(Dataset rows)
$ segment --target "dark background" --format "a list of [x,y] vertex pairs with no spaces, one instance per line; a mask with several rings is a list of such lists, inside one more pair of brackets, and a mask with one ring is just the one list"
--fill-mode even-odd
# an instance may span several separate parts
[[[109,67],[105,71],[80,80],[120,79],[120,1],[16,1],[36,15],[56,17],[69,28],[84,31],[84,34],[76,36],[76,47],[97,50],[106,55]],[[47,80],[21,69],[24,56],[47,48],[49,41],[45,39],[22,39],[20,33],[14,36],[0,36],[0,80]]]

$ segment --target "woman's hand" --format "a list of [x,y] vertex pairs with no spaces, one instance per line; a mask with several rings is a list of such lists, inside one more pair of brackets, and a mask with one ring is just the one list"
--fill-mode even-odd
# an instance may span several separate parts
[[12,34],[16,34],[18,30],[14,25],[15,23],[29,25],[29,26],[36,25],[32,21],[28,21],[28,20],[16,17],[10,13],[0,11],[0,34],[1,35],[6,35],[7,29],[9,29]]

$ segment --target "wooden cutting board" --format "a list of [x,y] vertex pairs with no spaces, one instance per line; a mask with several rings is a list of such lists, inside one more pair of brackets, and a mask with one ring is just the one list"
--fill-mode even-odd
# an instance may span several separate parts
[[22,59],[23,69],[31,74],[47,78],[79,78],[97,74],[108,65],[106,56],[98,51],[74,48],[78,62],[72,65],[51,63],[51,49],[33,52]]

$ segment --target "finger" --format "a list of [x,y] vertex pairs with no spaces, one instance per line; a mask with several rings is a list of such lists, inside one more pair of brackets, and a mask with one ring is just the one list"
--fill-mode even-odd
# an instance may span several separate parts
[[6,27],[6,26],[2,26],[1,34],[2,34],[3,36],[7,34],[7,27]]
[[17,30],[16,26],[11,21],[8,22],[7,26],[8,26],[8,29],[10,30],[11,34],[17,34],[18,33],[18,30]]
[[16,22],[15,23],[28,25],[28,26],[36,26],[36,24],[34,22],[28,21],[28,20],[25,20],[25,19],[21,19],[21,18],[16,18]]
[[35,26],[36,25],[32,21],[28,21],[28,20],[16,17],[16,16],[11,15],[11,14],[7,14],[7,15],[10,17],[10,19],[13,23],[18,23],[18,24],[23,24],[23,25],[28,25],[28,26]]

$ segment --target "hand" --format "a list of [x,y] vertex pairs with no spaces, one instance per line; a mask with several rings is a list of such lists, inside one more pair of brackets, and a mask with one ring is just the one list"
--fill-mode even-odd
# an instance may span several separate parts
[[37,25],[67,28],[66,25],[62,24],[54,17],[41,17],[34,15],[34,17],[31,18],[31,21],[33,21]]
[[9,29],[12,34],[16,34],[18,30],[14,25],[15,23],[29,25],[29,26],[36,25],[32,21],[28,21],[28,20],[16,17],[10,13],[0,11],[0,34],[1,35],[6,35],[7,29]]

• Work required:
Copy every line verbatim.

• In response:
$ segment --target "dark background" --format "a list of [x,y] vertex pairs with no spaces, one instance per line; a mask with several rings is a list of such lists, inside one more pair of brackets, and a mask with one ring is just the one list"
--fill-mode even-odd
# an instance may span several separate parts
[[[109,67],[105,71],[80,80],[120,79],[120,1],[16,1],[36,15],[56,17],[69,28],[84,31],[84,34],[76,36],[76,47],[97,50],[106,55]],[[47,80],[21,69],[24,56],[47,48],[49,41],[45,39],[22,39],[20,33],[14,36],[0,36],[0,80]]]

$ segment --target "woman's hand" --format "a list of [x,y] vertex pairs with no spaces, one instance per line; a mask with several rings is a list of such lists, inside one more pair of brackets, and a mask with one ring is just the one list"
--fill-mode even-odd
# an instance may span several separate parts
[[12,34],[16,34],[18,30],[14,25],[15,23],[29,25],[29,26],[36,25],[32,21],[28,21],[28,20],[16,17],[10,13],[0,11],[0,34],[1,35],[6,35],[7,29],[9,29]]

$ segment --target "wooden cutting board" --format "a list of [x,y] vertex pairs with no spaces, one instance per line; a mask with several rings is a list of such lists, inside one more pair of brackets, and a mask with one ring is just the one list"
--fill-mode even-odd
# an instance may span several separate parts
[[22,59],[23,69],[31,74],[47,78],[79,78],[97,74],[108,65],[106,56],[98,51],[74,48],[78,62],[72,65],[51,63],[51,49],[33,52]]

$ segment --target "finger" --format "a list of [x,y] vertex pairs with no spaces, one instance per line; a mask with several rings is a list of such lists, inside one more pair of brackets, and a mask with one ring is just the one list"
--fill-mode even-odd
# an instance may span several separate parts
[[6,27],[6,26],[2,26],[1,34],[2,34],[3,36],[7,34],[7,27]]
[[17,30],[16,26],[11,21],[8,22],[7,26],[8,26],[8,29],[10,30],[11,34],[17,34],[18,33],[18,30]]
[[16,22],[15,23],[28,25],[28,26],[36,26],[36,24],[34,22],[28,21],[28,20],[25,20],[25,19],[21,19],[21,18],[16,18]]
[[35,26],[36,25],[32,21],[28,21],[28,20],[16,17],[16,16],[11,15],[11,14],[7,14],[7,15],[10,17],[10,19],[13,23],[18,23],[18,24],[23,24],[23,25],[28,25],[28,26]]

$ segment --target "hand" --format "a list of [x,y] vertex pairs with no spaces, one instance per line; a mask with several rings is a list of such lists, inside one more pair of brackets, and a mask with one ring is just the one list"
--fill-mode even-odd
# an instance may span several separate parts
[[37,25],[67,28],[66,25],[62,24],[54,17],[41,17],[34,15],[34,17],[31,18],[31,21],[33,21]]
[[9,29],[12,34],[16,34],[18,30],[14,25],[15,23],[29,25],[29,26],[36,25],[32,21],[28,21],[28,20],[16,17],[10,13],[0,11],[0,34],[1,35],[6,35],[7,29]]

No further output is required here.